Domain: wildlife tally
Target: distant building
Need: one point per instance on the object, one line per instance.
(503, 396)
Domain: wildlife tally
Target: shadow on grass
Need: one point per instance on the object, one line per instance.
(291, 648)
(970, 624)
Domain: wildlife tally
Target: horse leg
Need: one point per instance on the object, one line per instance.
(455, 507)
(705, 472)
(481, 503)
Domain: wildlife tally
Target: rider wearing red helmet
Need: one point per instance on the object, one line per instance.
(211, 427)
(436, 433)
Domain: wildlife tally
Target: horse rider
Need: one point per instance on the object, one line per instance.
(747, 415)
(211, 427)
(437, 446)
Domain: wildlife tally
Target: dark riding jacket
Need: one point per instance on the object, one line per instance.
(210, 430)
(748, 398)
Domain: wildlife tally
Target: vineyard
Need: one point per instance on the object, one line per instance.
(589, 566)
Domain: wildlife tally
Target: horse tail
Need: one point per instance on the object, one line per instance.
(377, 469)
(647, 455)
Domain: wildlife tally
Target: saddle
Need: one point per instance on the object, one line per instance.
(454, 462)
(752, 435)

════

TASK STATEMENT: Please reproduce each record precisely as written.

EXPECTED OUTPUT:
Domain: wildlife tally
Target: distant building
Need: one point per instance on the object, one line per instance.
(503, 396)
Domain: wildlife tally
Target: shadow on grass
Need: one point per instance on the object, one line per instance.
(291, 648)
(970, 624)
Domain: wildlife tally
Target: horse leg
Need: one point per instance on the object, one line per instance.
(455, 507)
(705, 472)
(481, 503)
Domain: wildlife tally
Target: rider wearing red helmet
Need: one point per instance on the object, one line per instance.
(211, 427)
(436, 433)
Domain: wildlife tally
Target: horse rider
Need: one point per instance on the object, one line per instance.
(747, 415)
(211, 427)
(437, 446)
Domain: wildlife tally
Target: dark riding jacket
Need: one point per instance on the object, one line per instance.
(210, 430)
(748, 398)
Domain: wildlife tally
Target: vineyard
Need: one point per instance on the object, one line per instance.
(589, 566)
Domain: wildlife tally
Target: horse tail
Need: one point per instance on the object, one line per instance.
(377, 469)
(647, 455)
Domain: wildlife tally
Target: saddle
Need: one point per instance on the object, one line per instance.
(454, 462)
(752, 435)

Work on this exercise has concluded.